褥瘡の治癒レベルを計るための一つの指標として、「上皮化」があります。褥瘡の創傷程度によっても異なりますが、上皮化に必要な環境を整えて、適切な順序を経て、完治を目指しましょう。
〇皮膚の治癒過程と上皮化
皮膚が欠損、損傷を起こした場合、完治までの過程は大きく4段階に分けられます。そして、皮膚上皮化が起こるのは、傷部分の修復が進み始めた「細胞増殖期」と呼ばれるタイミングです。
●褥瘡治癒間近に起こる上皮化
上皮化がスタートするのは、完治(治癒)までの過程の中で最終段階に差し掛かるころです。これ以前の段階で、良好な肉芽細胞が育っていないと、上皮化は起こりません。
褥瘡の創傷治癒過程には、「血液凝固期」「炎症期」「細胞増殖期」「成熟期(再構築期)」に分類されます。そして、上皮化が進むためには、下床になる細胞がしっかりと育っているかどうかによって、完治へ向かうスピードが変わるのです。
●細胞の形成促進と褥瘡完治に必要なのは
上皮化を促すためには、肉芽細胞をきちんと育てて下床となる細胞を形成することが大切です。
そして、細胞形成に必要なのが増殖因子です。褥瘡の治療は、どの段階であっても、清潔な環境と湿潤が治療のキーポイントとなります。
壊死細胞や感染菌がない、乾燥せず適度な湿潤を保っている状態が、良好な細胞形成に欠かせません。
〇褥瘡の上皮化が進まない場合の対処
褥瘡部分の肉芽細胞が形成されていても、状態如何によっては上皮化が遅延することがあります。なかでも、ポケット形成のある褥瘡には注意をする必要があります。

> **課題一覧**
#1 褥瘡の上皮化についての文章では、皮膚上皮化が起こるのは何と呼ばれるタイミングとされているか。
#2 褥瘡の上皮化についての文章を、最後の文の後から書き継いでください。

> **データ一覧**
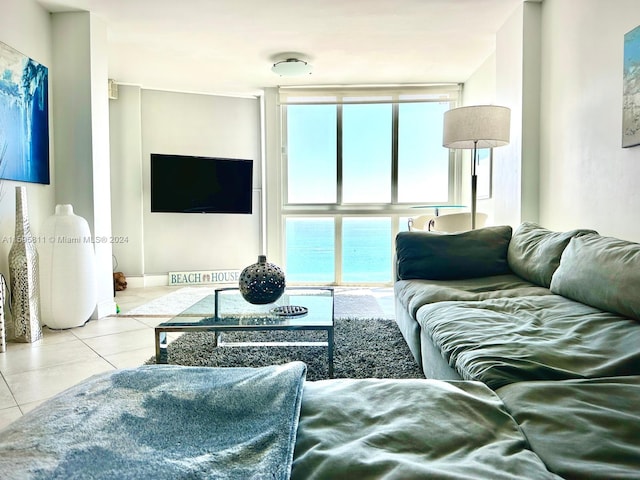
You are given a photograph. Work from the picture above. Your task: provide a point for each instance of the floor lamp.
(481, 126)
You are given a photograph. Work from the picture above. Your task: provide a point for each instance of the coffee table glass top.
(227, 308)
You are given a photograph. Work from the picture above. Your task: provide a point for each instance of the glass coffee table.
(298, 309)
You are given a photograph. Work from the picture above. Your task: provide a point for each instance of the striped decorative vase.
(24, 278)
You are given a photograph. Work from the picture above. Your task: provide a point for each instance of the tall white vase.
(23, 278)
(67, 270)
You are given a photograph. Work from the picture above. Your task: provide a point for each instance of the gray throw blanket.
(162, 422)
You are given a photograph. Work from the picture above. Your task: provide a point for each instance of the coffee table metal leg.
(330, 350)
(161, 347)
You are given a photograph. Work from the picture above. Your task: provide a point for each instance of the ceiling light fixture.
(291, 67)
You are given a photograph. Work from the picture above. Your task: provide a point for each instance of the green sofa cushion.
(603, 272)
(534, 252)
(435, 256)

> **解答一覧**
#1 傷部分の修復が進み始めた「細胞増殖期」。

#2
●ポケット形成がある褥瘡の特徴
ポケットの存在は、上皮化だけではなく、あらゆる面で褥瘡の治癒を遅らせる原因となります。ポケットの内部をきちんと洗浄を徹底するのが難しく、細菌感染が起こりやすい状況を作っていることになります。炎症や感染による過剰な滲出液が残存して、上皮化を妨げるリスクもあります。
隠れた壊死組織を発見することも困難なため、清潔と洗浄を徹底できないまま、創傷部の炎症を長引かせます。
また、ポケットの内部で表皮細胞が遊走して表皮化してしまうこともあります。この場合は、創の縁部分が盛り上がって、ポケットが陥没したような状態になります。
●褥瘡の創縁とポケットケアで上皮化を促す
ポケットの内部や創傷中心部に注意を注いでも、肉芽細胞が育った後の上皮化が遅延することがあります。褥瘡の創縁部に上皮化を促すことが治癒にとって重要なので、ポケットを切開して開放するのが一般的な対処法です。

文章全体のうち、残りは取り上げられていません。